### Work to complete
In the personal essay below about healing from childhood wounds, why does the writer refer to the child version of themselves in the third person? Explain in one to three sentences.

### Text shown
We’ve been through quite a journey, little me and I.
I think I can finally say that I’m growing on her—the adult me, that is.
I know this may sound confusing, talking about a child version of myself in the third person, but it’s important I separate me then from me now. We’re not one and the same—at least not yet.
My mind created this split when I was about seven years old. I started to really feel the effects of childhood sexual abuse around this time and was dealing with the dysfunction that comes with a parent who’s battling addiction and mental illness.
I was lost. I was overwhelmed. And at some point, I completely shut down.
I put my wounds in a shoebox, taped it shut, bubble-wrapped it, taped it again, and then hid it in the back of a closet. Then, I moved a couch in front of the closet so I’d have no way of getting in there. But that wound, that little hurting me, was still in there asking to be let out and heard. The performer, the golden child, the “strong kid,” would walk past that closet and that couch and plug her ears to avoid the desperate screams of the wounded kid. “If I ignore her,” she thought, “she’ll eventually go away.”

### Data extracts

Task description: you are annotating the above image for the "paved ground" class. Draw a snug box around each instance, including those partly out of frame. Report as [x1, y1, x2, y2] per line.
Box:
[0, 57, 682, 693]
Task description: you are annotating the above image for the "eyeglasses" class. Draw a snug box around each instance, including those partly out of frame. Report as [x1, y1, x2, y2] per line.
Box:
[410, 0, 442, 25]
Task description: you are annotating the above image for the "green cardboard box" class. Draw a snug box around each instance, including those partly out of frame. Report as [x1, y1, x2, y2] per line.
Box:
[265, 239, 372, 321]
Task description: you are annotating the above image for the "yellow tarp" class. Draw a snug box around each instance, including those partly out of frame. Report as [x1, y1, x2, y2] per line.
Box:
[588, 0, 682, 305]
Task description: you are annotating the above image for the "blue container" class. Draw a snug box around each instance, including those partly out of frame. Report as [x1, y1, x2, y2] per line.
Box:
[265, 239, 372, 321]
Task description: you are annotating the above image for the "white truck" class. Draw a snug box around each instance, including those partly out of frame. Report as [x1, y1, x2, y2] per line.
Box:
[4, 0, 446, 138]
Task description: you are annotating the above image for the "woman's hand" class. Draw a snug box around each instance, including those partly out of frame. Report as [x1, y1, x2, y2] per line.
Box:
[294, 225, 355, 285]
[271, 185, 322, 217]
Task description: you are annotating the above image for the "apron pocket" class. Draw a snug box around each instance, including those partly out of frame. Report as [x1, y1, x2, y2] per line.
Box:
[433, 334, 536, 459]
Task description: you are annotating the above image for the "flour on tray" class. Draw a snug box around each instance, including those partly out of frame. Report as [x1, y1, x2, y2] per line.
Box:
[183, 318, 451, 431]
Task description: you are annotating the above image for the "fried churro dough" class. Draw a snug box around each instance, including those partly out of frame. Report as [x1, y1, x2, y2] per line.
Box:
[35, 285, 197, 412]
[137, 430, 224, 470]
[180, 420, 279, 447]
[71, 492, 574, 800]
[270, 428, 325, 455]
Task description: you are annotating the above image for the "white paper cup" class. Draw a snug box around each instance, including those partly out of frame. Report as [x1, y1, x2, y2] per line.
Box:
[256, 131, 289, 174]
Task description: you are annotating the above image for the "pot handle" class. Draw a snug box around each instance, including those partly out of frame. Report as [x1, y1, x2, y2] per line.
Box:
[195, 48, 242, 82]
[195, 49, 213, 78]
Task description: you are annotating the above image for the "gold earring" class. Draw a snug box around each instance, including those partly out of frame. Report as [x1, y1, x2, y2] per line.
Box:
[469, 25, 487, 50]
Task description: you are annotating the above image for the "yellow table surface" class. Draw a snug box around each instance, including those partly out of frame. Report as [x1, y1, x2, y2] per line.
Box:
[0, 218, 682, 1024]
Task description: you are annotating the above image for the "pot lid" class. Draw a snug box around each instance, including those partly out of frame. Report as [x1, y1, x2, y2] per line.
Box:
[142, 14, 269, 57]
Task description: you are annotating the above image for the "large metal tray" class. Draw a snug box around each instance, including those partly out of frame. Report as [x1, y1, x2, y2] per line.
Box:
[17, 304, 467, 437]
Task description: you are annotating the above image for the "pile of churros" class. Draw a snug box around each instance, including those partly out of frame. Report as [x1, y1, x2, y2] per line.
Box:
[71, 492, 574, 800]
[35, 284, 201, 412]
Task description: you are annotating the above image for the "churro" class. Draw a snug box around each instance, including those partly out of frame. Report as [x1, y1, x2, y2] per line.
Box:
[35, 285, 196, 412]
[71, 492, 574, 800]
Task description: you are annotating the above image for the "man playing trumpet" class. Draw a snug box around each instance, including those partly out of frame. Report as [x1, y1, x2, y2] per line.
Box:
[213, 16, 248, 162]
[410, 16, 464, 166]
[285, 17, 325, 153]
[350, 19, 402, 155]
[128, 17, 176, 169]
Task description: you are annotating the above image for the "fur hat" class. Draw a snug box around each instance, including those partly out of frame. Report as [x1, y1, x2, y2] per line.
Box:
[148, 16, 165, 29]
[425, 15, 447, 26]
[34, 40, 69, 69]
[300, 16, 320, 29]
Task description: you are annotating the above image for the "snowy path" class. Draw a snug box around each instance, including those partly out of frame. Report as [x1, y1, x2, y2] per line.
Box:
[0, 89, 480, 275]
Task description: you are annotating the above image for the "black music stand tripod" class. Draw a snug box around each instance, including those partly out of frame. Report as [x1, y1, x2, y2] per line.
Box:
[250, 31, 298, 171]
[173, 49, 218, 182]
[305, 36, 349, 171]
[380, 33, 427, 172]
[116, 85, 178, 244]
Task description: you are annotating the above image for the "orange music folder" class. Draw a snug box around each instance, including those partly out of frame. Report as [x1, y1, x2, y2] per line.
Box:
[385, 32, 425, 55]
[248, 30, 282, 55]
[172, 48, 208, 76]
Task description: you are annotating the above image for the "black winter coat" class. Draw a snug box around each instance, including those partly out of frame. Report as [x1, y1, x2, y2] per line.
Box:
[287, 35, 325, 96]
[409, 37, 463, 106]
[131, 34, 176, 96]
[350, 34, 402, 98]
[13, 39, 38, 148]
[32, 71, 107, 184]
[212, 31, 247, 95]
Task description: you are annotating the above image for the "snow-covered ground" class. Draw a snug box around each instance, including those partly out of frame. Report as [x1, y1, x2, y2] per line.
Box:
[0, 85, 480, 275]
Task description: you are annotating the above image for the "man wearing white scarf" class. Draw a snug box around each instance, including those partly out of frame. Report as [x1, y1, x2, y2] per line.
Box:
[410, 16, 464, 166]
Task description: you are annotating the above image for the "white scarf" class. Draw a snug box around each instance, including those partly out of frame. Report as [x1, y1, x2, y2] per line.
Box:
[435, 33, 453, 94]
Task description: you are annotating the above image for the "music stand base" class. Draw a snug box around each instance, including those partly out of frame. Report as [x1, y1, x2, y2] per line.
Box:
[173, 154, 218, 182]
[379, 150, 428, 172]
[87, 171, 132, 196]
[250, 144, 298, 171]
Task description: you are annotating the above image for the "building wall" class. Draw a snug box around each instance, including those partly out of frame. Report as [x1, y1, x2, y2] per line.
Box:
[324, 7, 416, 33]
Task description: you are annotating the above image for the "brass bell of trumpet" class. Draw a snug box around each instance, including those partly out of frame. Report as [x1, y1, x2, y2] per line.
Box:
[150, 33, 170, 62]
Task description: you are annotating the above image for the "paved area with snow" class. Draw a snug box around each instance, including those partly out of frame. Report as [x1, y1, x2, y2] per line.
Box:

### Expected answer
The writer says it is important to separate the self back then from the self now. The two are not one and the same, at least not yet.